**Activity 1:** Using the passage on anesthetic practice, decide whether each statement below agrees with it, answering yes or no and quoting the words that settle it. (a) The anaesthetic practitioner carries the main responsibility for the machine being in perfect working order. (b) A pulse oximeter can be attached to an earlobe. (c) A serviced anaesthetic machine can be assumed to be working perfectly.
**Activity 2:**
Answer these questions from the passage on anesthetic practice.
(a) Whose checklist should practitioners use when checking anaesthetic machines?
(b) How many ECG electrodes go on the lower left side of the chest?
(c) What range is given as normal oxygen saturation?

**Reading passage:**
Segment Open

Practitioners should check the anaesthetic machines by using the Association of Anaesthetists of Great Britain and Northern Ireland checklist (AAGBI 2012) and the manufacturer's manual as guides to ensure the machine is safe to use. There is a joint responsibility between the anaesthetist and anaesthetic assistant for ensuring the correct functioning of anaesthetic equipment before patient use. Often, the anaesthetic assistant will assemble and check the equipment in preparation for the anaesthetist, who then ensures that he or she has the correct equipment for the anaesthetic procedure. The assistant's role is therefore to support the anaesthetist, check the equipment and ensure the patient's safety (Wicker & Smith 2008).

Errors during anaesthesia have often been associated with lack of proper equipment checks. However, checking an anaesthetic machine using a checklist can lead to a reduction of incidents. Patient safety can be increased by the use of the checklist for checking new anaesthetic machines which can highlight faults during their manufacture. For example, wrong assembly of the anaesthetic machine can lead to errors such as high dosages of volatile agents. The use of a checklist also needs to be carried out when equipment is returned from servicing – it cannot be guaranteed that a serviced or brand-new anaesthetic machine is working perfectly. A thorough check will therefore ensure the equipment has been returned in a working condition and is ready for use. However, it is not the ultimate responsibility of the anaesthetic practitioner to ensure the anaesthetic machine is in perfect working order; it is the anaesthetist who carries the main responsibility. Nonetheless, practitioners have a duty of care to identify and report any faults and are also responsible for their actions, including recordkeeping of anaesthetic machine checks (Fynes et al. 2014).

Monitoring responsibilities

The anaesthetic practitioner's responsibility is to attach two ECG electrodes to the patient's upper left and right-sided chest, and one ECG electrode to the lower left side of the chest, before anaesthesia so heart rate and rhythm are monitored by the ECG monitor during induction of anaesthesia. There are many other areas to monitor, and three of the most important are blood pressure, oxygen saturation and temperature.

Non-invasive blood pressure (NIBP) measurement

Pulse oximeters

A pulse oximeter measures the patient's oxygen saturation in their blood. Normal oxygen saturation is between 95 and 100%; anything less than 95% is seen as causing problems for the patient. Patients with chronic obstructive pulmonary disease (COPD) may also suffer from hypoxia. The pulse oximeter is normally attached to a finger, but it can also be attached to an earlobe or toe. The light source in the probe passes through the tissue, and the patient's oxygen concentration is measured via the absorption of the light, then recorded on the monitoring screen (O'Neill 2010). The light is detected by light sensors and is altered by the levels of oxyhaemoglobin and deoxyhaemoglobin. The pulse oximeter should be regularly checked to ensure that it is correctly placed on the extremity and also that circulation at that point is not impaired. Constantly observing the patient's oxygen levels is essential during anaesthesia, and using a pulse oximeter is one of the most important monitors used during anaesthesia as it can help to identify patient problems associated with low oxygen levels (Valdez-Lowe et al. 2009).


Anaesthetic practitioners have the potential to contribute to team working, and this results in enhancing patient care and patient access, improving operating room capacity and reducing cancellations and waiting times. Practitioners can also enhance the learning experiences of anaesthetic trainees and other junior anaesthetic practitioners.

Segment Closed

(Image point grounding data)

Segment Open

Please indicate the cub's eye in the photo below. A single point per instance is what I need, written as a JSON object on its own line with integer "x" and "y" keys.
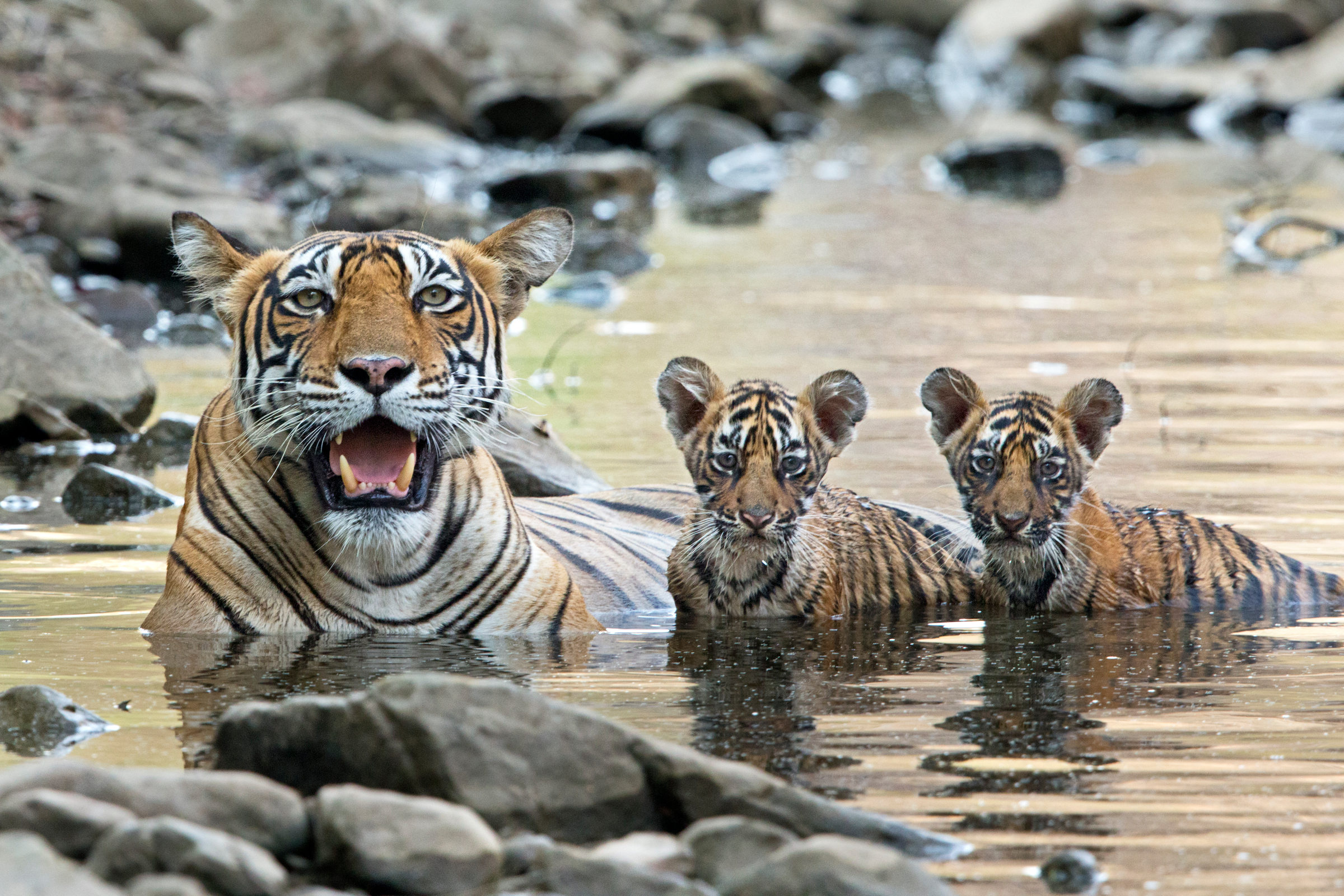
{"x": 1050, "y": 469}
{"x": 310, "y": 298}
{"x": 433, "y": 296}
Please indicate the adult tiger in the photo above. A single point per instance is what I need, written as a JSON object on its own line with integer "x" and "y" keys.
{"x": 1022, "y": 465}
{"x": 771, "y": 539}
{"x": 338, "y": 484}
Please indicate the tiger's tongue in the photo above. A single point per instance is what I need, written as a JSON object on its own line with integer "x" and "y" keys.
{"x": 375, "y": 450}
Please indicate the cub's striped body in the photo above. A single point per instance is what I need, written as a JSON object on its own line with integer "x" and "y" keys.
{"x": 1022, "y": 465}
{"x": 338, "y": 487}
{"x": 771, "y": 539}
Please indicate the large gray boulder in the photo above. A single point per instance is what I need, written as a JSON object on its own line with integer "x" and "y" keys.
{"x": 54, "y": 355}
{"x": 250, "y": 806}
{"x": 32, "y": 868}
{"x": 828, "y": 866}
{"x": 407, "y": 844}
{"x": 225, "y": 864}
{"x": 71, "y": 823}
{"x": 526, "y": 763}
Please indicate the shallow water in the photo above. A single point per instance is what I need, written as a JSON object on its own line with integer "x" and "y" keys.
{"x": 1190, "y": 758}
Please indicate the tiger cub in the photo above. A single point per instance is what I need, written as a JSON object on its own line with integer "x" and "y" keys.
{"x": 769, "y": 539}
{"x": 1022, "y": 465}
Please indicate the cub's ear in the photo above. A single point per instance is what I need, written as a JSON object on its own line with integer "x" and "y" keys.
{"x": 686, "y": 390}
{"x": 951, "y": 396}
{"x": 529, "y": 251}
{"x": 1094, "y": 408}
{"x": 210, "y": 258}
{"x": 838, "y": 402}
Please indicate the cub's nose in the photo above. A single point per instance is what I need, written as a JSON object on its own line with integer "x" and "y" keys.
{"x": 757, "y": 520}
{"x": 377, "y": 375}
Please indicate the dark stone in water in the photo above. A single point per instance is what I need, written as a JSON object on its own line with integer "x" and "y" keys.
{"x": 1072, "y": 872}
{"x": 1011, "y": 170}
{"x": 37, "y": 720}
{"x": 100, "y": 493}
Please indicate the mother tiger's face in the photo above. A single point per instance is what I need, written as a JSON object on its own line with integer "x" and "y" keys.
{"x": 1019, "y": 461}
{"x": 371, "y": 356}
{"x": 756, "y": 452}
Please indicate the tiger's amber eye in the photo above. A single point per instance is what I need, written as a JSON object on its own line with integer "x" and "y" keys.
{"x": 433, "y": 296}
{"x": 310, "y": 298}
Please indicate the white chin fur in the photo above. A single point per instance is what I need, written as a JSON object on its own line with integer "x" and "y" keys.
{"x": 377, "y": 535}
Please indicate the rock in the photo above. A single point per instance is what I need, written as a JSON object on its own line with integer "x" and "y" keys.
{"x": 995, "y": 53}
{"x": 35, "y": 720}
{"x": 101, "y": 493}
{"x": 565, "y": 870}
{"x": 1009, "y": 170}
{"x": 124, "y": 314}
{"x": 609, "y": 194}
{"x": 650, "y": 851}
{"x": 835, "y": 867}
{"x": 250, "y": 806}
{"x": 407, "y": 844}
{"x": 32, "y": 868}
{"x": 725, "y": 846}
{"x": 526, "y": 763}
{"x": 687, "y": 140}
{"x": 71, "y": 823}
{"x": 165, "y": 886}
{"x": 521, "y": 760}
{"x": 330, "y": 132}
{"x": 535, "y": 461}
{"x": 57, "y": 356}
{"x": 225, "y": 864}
{"x": 167, "y": 19}
{"x": 721, "y": 82}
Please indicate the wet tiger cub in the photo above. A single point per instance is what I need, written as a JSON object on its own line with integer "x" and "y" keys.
{"x": 1022, "y": 465}
{"x": 769, "y": 539}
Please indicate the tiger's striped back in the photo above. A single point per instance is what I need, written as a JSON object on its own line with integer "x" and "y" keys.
{"x": 1022, "y": 468}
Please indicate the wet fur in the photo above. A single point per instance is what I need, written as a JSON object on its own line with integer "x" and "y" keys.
{"x": 1077, "y": 553}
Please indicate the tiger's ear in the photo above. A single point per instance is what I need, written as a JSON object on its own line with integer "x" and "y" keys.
{"x": 686, "y": 390}
{"x": 210, "y": 258}
{"x": 529, "y": 251}
{"x": 1093, "y": 408}
{"x": 838, "y": 402}
{"x": 951, "y": 396}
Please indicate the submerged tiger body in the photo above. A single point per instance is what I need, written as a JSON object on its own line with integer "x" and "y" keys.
{"x": 1022, "y": 466}
{"x": 338, "y": 484}
{"x": 771, "y": 539}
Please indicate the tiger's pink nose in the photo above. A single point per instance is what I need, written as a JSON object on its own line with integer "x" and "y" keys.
{"x": 377, "y": 375}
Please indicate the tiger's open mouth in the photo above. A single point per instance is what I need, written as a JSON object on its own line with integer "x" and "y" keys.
{"x": 374, "y": 465}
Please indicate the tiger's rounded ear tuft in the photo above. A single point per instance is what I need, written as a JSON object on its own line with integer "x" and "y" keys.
{"x": 529, "y": 250}
{"x": 951, "y": 396}
{"x": 1094, "y": 408}
{"x": 686, "y": 390}
{"x": 210, "y": 258}
{"x": 838, "y": 401}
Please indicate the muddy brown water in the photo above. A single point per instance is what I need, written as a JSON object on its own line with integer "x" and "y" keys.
{"x": 1190, "y": 757}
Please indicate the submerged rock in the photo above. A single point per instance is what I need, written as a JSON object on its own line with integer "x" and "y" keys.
{"x": 34, "y": 868}
{"x": 101, "y": 493}
{"x": 837, "y": 867}
{"x": 37, "y": 720}
{"x": 526, "y": 763}
{"x": 407, "y": 844}
{"x": 226, "y": 864}
{"x": 1010, "y": 170}
{"x": 71, "y": 823}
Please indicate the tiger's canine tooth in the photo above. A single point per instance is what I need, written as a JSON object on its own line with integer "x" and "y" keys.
{"x": 347, "y": 476}
{"x": 404, "y": 479}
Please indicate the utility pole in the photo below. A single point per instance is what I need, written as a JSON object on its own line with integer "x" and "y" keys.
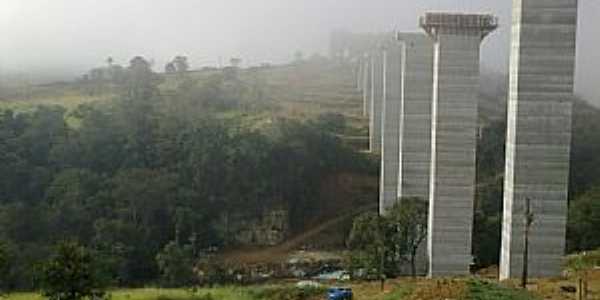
{"x": 528, "y": 220}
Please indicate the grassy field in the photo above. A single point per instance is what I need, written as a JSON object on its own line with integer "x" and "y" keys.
{"x": 226, "y": 293}
{"x": 401, "y": 289}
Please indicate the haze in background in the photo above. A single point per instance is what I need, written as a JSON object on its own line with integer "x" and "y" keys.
{"x": 60, "y": 39}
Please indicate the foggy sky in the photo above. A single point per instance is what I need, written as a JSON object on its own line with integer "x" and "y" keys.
{"x": 71, "y": 36}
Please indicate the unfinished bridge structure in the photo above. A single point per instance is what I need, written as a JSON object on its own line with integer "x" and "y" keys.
{"x": 420, "y": 92}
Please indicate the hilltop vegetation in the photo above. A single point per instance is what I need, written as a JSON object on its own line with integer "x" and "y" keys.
{"x": 153, "y": 172}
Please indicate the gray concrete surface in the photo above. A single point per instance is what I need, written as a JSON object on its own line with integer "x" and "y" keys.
{"x": 457, "y": 40}
{"x": 539, "y": 134}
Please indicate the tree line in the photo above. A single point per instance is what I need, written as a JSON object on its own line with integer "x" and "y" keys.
{"x": 147, "y": 173}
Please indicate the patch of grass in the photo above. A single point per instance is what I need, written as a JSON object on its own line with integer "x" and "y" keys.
{"x": 399, "y": 292}
{"x": 485, "y": 290}
{"x": 221, "y": 293}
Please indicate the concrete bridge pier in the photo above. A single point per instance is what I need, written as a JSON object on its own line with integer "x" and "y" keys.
{"x": 457, "y": 39}
{"x": 539, "y": 135}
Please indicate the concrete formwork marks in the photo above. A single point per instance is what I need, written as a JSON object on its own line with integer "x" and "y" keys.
{"x": 454, "y": 137}
{"x": 390, "y": 153}
{"x": 377, "y": 90}
{"x": 539, "y": 134}
{"x": 415, "y": 132}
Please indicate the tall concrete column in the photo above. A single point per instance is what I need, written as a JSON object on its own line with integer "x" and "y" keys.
{"x": 415, "y": 129}
{"x": 457, "y": 40}
{"x": 359, "y": 73}
{"x": 539, "y": 134}
{"x": 366, "y": 85}
{"x": 376, "y": 109}
{"x": 415, "y": 133}
{"x": 392, "y": 97}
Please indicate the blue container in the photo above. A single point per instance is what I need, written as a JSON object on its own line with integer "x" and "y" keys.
{"x": 339, "y": 294}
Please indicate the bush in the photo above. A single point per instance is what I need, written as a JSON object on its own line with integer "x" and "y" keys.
{"x": 70, "y": 274}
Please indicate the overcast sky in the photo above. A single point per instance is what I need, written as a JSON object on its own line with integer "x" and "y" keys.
{"x": 73, "y": 35}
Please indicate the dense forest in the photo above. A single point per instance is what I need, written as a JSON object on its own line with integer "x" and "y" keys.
{"x": 171, "y": 157}
{"x": 129, "y": 176}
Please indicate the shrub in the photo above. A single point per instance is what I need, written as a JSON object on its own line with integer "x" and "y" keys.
{"x": 70, "y": 275}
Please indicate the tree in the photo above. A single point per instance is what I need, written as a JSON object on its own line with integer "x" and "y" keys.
{"x": 367, "y": 241}
{"x": 176, "y": 263}
{"x": 170, "y": 68}
{"x": 580, "y": 265}
{"x": 409, "y": 219}
{"x": 181, "y": 64}
{"x": 70, "y": 274}
{"x": 584, "y": 221}
{"x": 235, "y": 62}
{"x": 3, "y": 265}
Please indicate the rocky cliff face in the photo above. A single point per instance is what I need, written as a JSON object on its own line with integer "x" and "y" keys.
{"x": 267, "y": 229}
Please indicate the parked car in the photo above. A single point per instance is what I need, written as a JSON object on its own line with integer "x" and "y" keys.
{"x": 337, "y": 293}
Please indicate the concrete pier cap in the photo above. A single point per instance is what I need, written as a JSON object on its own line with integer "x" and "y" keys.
{"x": 434, "y": 22}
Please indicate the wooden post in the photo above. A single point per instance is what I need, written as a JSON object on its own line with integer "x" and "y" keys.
{"x": 528, "y": 220}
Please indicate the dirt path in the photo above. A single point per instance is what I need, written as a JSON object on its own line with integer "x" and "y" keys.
{"x": 278, "y": 253}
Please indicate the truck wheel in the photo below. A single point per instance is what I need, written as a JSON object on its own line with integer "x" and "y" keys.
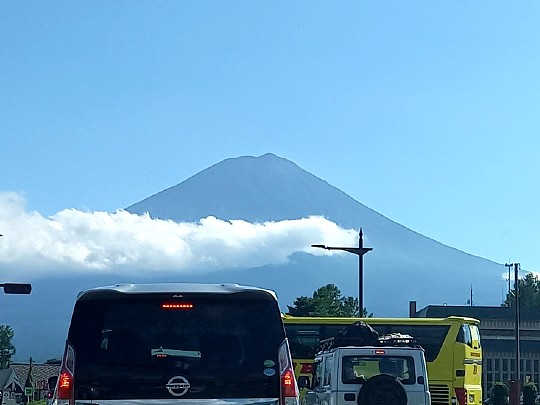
{"x": 382, "y": 389}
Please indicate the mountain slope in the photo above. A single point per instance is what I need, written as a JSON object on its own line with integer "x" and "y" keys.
{"x": 404, "y": 264}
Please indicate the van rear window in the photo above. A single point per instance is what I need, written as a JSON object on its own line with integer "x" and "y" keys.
{"x": 133, "y": 346}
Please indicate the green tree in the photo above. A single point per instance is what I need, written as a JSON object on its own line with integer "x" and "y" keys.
{"x": 529, "y": 292}
{"x": 326, "y": 301}
{"x": 6, "y": 347}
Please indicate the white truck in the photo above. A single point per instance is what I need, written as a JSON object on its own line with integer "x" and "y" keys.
{"x": 390, "y": 371}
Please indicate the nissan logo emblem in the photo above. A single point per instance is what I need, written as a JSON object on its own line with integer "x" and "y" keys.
{"x": 178, "y": 386}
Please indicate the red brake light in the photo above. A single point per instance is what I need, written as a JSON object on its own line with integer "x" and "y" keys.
{"x": 177, "y": 305}
{"x": 307, "y": 368}
{"x": 288, "y": 383}
{"x": 65, "y": 385}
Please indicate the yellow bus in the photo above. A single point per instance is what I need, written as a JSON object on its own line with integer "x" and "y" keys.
{"x": 452, "y": 349}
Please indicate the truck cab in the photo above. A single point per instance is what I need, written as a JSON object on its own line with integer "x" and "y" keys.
{"x": 391, "y": 372}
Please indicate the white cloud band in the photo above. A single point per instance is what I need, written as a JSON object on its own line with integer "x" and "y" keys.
{"x": 114, "y": 242}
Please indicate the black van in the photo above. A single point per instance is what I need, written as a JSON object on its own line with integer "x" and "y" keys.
{"x": 185, "y": 343}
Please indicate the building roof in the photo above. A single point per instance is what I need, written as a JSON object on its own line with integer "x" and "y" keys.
{"x": 7, "y": 376}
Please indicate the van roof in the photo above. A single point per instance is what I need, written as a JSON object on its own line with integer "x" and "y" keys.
{"x": 155, "y": 288}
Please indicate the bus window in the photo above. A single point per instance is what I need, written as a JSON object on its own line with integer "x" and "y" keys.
{"x": 464, "y": 335}
{"x": 477, "y": 344}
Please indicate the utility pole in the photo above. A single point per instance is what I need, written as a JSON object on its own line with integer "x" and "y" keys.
{"x": 515, "y": 383}
{"x": 360, "y": 251}
{"x": 509, "y": 265}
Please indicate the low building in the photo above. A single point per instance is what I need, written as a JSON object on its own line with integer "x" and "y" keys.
{"x": 497, "y": 330}
{"x": 11, "y": 388}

Segment Closed

**Answer area 1:**
(a) No: "it is the anaesthetist who carries the main responsibility"
(b) Yes: "it can also be attached to an earlobe or toe"
(c) No: "it cannot be guaranteed that a serviced or brand-new anaesthetic machine is working perfectly"

**Answer area 2:**
(a) The Association of Anaesthetists of Great Britain and Northern Ireland (AAGBI 2012)
(b) One
(c) Between 95 and 100%